Your goal ->
Take the line that contains "Each instance receives one keypoint. Mark the blue face" and every line after it in the material below, and quote them exactly.

[Location identification entries]
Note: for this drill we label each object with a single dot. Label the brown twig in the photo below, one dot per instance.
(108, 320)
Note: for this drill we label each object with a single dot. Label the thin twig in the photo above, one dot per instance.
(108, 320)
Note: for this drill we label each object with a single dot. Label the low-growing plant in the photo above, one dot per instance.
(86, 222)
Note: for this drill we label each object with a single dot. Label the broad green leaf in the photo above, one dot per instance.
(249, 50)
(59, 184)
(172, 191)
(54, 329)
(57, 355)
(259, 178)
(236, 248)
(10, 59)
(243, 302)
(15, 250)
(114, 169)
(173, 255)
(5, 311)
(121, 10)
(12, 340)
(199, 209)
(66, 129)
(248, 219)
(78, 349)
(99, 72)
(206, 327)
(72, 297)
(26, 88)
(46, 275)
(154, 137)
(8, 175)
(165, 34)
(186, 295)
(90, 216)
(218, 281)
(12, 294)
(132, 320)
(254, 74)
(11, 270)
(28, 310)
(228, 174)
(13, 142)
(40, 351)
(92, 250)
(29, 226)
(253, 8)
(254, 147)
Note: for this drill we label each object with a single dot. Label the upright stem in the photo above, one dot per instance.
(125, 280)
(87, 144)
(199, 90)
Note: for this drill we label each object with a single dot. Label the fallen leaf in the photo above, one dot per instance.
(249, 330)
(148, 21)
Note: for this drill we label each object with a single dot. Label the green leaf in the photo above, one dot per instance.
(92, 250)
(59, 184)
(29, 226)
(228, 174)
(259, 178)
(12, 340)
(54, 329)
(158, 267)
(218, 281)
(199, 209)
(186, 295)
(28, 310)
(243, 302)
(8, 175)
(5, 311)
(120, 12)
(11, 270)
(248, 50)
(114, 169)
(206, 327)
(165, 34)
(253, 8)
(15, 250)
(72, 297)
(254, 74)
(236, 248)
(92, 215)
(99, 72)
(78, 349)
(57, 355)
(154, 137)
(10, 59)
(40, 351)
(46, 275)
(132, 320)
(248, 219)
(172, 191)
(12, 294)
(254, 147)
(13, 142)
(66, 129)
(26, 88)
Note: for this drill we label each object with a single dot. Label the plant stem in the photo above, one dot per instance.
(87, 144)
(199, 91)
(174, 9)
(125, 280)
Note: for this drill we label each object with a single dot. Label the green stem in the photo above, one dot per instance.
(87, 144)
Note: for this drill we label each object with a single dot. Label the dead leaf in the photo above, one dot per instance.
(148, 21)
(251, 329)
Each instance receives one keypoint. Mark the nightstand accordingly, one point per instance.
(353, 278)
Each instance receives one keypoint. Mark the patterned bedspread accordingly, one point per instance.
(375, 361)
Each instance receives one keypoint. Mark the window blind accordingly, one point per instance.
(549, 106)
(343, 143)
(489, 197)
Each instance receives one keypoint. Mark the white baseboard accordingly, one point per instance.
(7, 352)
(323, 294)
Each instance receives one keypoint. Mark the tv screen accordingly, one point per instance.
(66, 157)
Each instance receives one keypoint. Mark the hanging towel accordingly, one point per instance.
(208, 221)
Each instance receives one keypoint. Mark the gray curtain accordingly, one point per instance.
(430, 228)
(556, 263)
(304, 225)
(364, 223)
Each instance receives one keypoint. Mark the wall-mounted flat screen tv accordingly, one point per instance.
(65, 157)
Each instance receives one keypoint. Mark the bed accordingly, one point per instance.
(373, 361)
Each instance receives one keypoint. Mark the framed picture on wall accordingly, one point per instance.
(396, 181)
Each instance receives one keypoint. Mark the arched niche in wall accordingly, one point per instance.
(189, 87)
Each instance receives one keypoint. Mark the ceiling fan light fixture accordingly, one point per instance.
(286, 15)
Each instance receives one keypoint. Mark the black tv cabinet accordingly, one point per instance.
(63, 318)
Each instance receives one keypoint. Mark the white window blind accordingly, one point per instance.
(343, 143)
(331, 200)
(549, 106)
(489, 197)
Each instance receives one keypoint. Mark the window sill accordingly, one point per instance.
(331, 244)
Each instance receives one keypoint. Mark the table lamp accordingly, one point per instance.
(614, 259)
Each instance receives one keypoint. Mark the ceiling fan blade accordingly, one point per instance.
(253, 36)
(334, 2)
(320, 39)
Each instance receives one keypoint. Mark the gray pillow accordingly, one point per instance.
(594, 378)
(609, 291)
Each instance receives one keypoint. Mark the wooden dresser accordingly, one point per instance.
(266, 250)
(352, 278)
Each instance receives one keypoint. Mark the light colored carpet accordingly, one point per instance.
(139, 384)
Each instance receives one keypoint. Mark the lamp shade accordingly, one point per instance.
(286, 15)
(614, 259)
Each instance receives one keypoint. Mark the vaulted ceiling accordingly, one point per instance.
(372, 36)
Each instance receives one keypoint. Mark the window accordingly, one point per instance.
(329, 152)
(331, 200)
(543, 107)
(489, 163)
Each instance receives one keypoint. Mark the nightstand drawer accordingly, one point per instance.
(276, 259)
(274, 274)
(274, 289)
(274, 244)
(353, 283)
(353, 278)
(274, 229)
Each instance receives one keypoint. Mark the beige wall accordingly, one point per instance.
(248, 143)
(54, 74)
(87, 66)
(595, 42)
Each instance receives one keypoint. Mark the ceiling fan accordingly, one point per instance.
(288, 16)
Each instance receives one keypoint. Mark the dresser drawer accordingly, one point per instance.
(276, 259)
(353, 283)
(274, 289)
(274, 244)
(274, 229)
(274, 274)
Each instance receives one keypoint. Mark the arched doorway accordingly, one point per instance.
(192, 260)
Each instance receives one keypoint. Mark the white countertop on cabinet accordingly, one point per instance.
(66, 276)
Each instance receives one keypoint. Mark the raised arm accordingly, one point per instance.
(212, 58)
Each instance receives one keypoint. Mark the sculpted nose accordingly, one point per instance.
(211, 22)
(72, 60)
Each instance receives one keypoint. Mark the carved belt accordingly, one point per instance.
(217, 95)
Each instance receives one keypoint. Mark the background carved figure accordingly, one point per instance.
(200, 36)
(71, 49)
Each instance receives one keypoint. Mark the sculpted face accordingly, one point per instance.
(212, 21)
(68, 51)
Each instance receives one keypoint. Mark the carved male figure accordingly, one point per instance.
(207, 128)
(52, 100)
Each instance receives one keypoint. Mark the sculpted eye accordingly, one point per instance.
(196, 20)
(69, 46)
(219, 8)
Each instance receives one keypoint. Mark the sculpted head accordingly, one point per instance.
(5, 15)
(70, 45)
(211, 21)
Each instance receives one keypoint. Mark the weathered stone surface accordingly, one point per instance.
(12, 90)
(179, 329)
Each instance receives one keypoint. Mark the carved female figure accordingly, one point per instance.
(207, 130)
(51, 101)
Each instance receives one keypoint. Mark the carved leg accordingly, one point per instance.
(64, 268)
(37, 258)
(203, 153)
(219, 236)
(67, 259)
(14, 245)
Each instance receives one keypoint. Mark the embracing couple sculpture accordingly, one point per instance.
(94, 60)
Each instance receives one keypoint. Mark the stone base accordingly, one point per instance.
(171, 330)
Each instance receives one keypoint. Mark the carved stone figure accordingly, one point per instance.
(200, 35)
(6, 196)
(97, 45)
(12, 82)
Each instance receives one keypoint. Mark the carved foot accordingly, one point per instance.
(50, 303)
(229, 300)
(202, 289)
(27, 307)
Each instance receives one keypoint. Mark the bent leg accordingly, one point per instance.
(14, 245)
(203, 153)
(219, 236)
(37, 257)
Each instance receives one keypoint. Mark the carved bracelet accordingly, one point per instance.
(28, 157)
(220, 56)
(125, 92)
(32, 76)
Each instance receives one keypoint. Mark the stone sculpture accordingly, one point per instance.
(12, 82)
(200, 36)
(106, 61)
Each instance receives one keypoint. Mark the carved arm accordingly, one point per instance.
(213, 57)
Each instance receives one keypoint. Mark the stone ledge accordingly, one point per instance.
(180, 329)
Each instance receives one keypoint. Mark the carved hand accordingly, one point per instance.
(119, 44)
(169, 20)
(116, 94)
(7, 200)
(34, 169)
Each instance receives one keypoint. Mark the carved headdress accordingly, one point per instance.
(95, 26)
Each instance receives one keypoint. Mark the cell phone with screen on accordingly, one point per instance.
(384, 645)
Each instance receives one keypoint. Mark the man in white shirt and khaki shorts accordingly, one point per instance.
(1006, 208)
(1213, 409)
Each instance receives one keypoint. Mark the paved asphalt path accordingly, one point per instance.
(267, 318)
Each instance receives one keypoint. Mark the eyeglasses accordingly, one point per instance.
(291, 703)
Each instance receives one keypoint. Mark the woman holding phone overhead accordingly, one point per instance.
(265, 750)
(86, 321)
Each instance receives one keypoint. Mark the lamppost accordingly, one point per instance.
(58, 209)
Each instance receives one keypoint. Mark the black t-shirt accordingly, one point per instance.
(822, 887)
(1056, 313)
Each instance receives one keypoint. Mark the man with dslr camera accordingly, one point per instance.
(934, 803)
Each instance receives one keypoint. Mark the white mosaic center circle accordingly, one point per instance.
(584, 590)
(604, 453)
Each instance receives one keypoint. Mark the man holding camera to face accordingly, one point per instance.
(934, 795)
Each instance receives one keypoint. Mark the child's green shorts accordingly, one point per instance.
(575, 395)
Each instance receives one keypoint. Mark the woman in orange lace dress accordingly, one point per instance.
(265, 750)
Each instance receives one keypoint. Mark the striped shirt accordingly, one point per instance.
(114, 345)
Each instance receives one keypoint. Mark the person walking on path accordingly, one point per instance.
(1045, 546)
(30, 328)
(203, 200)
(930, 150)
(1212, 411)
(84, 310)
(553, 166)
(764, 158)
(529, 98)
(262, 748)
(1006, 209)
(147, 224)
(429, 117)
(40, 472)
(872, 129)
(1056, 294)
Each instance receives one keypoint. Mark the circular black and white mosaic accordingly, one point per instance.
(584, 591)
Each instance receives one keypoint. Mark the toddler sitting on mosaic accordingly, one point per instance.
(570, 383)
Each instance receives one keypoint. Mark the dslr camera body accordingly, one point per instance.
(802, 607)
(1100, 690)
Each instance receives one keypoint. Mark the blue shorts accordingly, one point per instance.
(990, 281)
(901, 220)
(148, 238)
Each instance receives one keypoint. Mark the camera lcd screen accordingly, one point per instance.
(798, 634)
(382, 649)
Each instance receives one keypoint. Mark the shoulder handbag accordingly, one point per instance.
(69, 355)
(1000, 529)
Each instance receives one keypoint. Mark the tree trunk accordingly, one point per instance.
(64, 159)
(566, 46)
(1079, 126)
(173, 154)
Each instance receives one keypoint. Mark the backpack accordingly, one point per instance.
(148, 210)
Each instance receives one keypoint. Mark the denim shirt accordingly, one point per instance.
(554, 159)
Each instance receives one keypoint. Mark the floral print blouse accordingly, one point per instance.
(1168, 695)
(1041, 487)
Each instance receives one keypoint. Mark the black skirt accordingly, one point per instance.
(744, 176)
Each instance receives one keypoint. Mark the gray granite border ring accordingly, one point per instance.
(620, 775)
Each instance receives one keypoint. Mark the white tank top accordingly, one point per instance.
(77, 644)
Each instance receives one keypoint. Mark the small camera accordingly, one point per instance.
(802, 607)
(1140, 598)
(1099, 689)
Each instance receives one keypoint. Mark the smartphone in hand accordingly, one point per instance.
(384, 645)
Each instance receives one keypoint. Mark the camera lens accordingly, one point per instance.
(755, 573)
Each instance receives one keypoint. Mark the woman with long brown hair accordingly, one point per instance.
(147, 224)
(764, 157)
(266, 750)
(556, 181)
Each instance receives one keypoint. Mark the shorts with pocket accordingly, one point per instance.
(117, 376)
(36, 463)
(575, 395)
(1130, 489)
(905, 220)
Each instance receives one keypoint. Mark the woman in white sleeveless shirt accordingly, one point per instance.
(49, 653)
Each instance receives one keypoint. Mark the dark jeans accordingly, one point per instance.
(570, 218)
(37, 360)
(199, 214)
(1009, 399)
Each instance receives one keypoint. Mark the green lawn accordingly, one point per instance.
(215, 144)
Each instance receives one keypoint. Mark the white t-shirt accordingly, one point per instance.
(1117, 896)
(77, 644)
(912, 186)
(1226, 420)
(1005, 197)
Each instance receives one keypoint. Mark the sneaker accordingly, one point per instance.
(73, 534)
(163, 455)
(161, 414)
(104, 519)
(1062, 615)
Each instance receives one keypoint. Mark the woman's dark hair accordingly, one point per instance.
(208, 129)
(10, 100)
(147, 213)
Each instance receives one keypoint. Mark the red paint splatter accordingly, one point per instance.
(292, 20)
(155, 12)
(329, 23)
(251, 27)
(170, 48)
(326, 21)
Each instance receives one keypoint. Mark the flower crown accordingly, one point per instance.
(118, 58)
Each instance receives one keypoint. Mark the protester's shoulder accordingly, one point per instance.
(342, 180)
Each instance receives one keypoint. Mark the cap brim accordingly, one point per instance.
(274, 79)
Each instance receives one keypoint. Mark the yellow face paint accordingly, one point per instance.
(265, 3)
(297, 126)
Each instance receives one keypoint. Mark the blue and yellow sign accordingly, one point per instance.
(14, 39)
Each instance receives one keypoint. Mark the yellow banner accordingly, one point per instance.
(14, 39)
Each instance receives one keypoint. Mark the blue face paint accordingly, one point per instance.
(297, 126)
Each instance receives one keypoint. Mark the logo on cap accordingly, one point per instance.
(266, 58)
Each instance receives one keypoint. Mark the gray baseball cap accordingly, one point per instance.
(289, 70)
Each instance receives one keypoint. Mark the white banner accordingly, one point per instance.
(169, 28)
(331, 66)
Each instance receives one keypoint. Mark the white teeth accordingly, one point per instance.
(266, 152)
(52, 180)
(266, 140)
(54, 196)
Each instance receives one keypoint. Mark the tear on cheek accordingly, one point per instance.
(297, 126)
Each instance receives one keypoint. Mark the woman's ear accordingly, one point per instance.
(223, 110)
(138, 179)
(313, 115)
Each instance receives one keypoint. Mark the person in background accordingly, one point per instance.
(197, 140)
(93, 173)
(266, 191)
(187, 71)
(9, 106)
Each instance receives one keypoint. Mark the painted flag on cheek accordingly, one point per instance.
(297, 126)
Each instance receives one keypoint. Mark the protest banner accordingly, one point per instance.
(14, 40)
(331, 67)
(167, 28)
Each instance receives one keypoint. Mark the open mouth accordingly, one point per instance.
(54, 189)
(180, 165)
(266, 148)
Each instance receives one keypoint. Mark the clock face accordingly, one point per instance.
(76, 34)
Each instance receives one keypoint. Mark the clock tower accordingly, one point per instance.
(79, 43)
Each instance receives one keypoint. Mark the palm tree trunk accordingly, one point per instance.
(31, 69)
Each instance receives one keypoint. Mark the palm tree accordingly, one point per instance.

Complete response ->
Each instance receives one keypoint. Mark the blue face paint accordingly, one point per instance.
(297, 126)
Each instance receives one keypoint. Mark the logo on cap accordingly, one point per instance.
(266, 58)
Each instance receives one keypoint. Mark the gray baseball cap accordingly, one point per instance.
(289, 70)
Each instance receives one keypoint. Mark the white banner accordingly, one point per instance.
(169, 28)
(331, 66)
Each instance receives one keypoint. Mark the white teeth accordingly, one point per instance.
(266, 152)
(52, 180)
(266, 140)
(54, 196)
Each instance receives one keypoint. Mark the tear on cheek accordingly, one point per instance.
(297, 126)
Each instance receives one keypoint. Mark the woman's ear accordingly, one point per instance.
(223, 110)
(138, 179)
(313, 115)
Each instance receives one keypoint. Mark the person in background accordingly, one point per instance.
(197, 140)
(93, 173)
(266, 191)
(187, 71)
(9, 106)
Each instance receives one keypoint. Mark the painted flag on cheek accordingly, one point per instance.
(297, 126)
Each instance receives one keypoint. Mark the protest banner accordingly, one point per instance.
(14, 40)
(331, 67)
(167, 28)
Each instance receives one keypoint. Mark the open mouth accordingly, one point per instance.
(54, 189)
(180, 165)
(266, 148)
Each instance receives one keypoint. Mark the clock face accordingly, one point per instance.
(76, 34)
Each instance receives one keypoint. Mark the clock tower accordingly, one point per instance.
(79, 43)
Each instance receives one keypoint. Mark the palm tree trunk accordingly, one point per instance.
(31, 69)
Each instance receives one keypoint. Mark the palm tree accordingly, one point per instance.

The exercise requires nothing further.